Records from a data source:
::::::

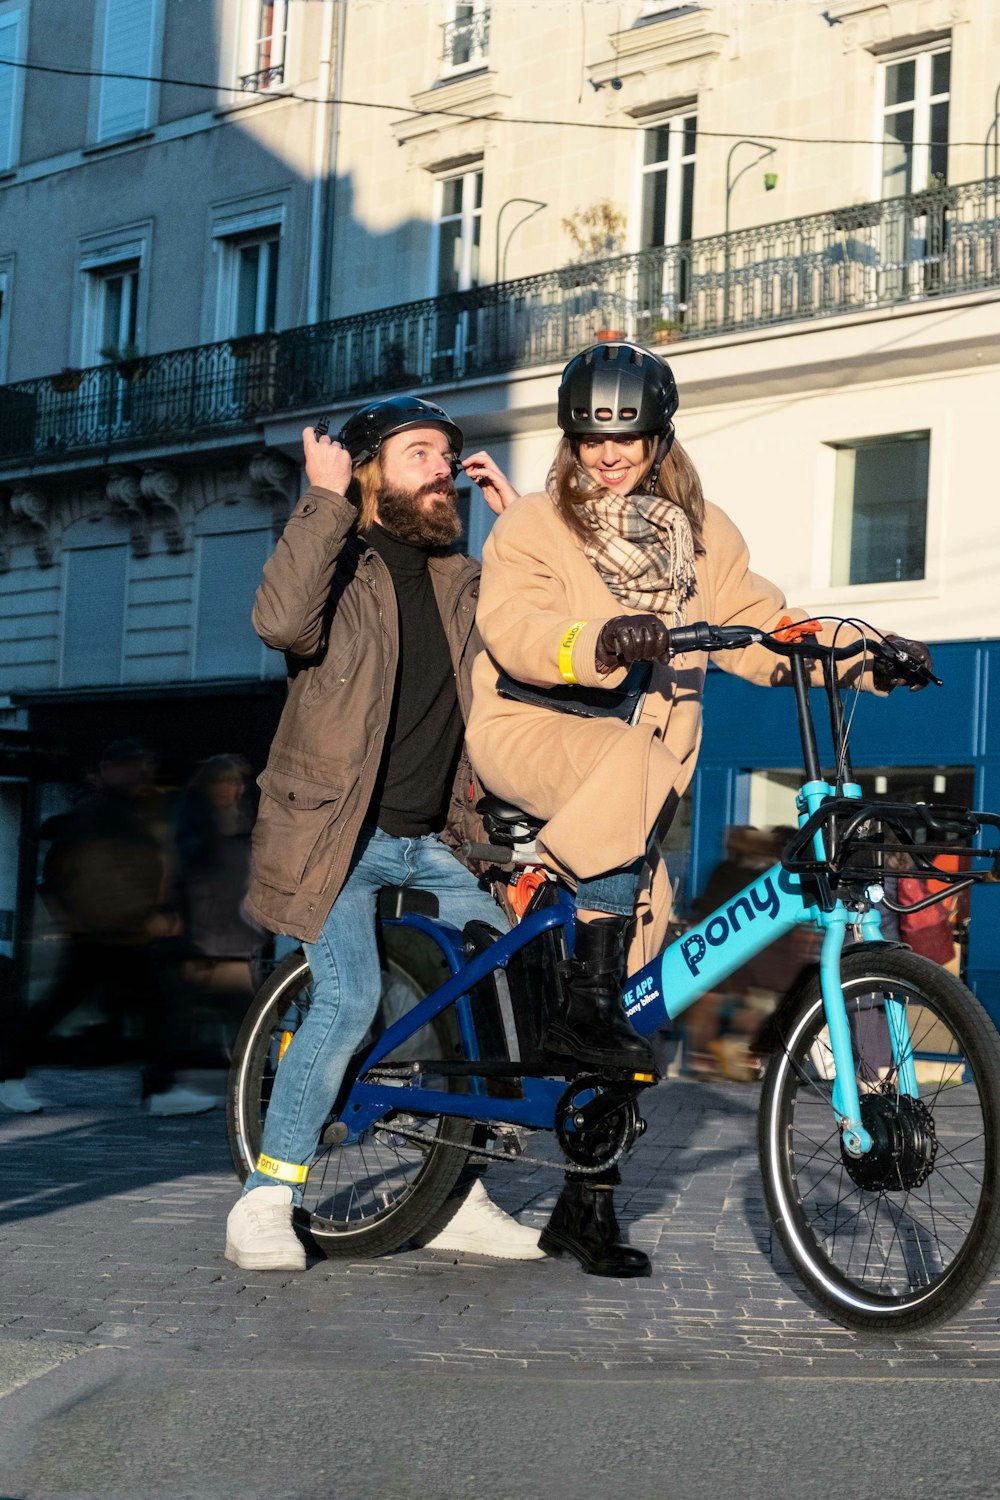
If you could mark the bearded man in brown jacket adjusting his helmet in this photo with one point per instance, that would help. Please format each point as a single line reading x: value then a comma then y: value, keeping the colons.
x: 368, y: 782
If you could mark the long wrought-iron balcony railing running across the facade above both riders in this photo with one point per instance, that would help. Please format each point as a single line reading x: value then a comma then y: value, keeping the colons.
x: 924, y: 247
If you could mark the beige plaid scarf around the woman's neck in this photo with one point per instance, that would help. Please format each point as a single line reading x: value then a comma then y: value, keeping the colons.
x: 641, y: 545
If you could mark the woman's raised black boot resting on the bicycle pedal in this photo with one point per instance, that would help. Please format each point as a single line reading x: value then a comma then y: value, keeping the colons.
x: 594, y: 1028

::::::

Action item →
Rewrite the data above exactly as given, but omit the images.

Reply to the task →
If you could mark the bearded man in brown jacket adjusting his helmet in this photo with one point per instance, that would help. Please format each point as a single line reading x: value then a comma then y: value, keeping the colons.
x: 368, y: 782
If you could mark the long wrought-iron balcony railing running across the facade above both riders in this photo with one point per instance, that would help. Please format each point as a single line reading x: value then a comma then y: value, keeping the colons.
x: 924, y: 247
If you could mark the beige plaid scarf around the woman's neck in this photo with one point per instance, that would help. Please format each point as a single line reading x: value then a comma then y: value, keeping the colons.
x: 641, y: 545
If you could mark the woman's raised black boot resting on the bicycle pedal in this photo with one point per instance, that would help. Please format each point as a single line reading x: value then a comma then y: value, keeping the colons.
x: 594, y: 1028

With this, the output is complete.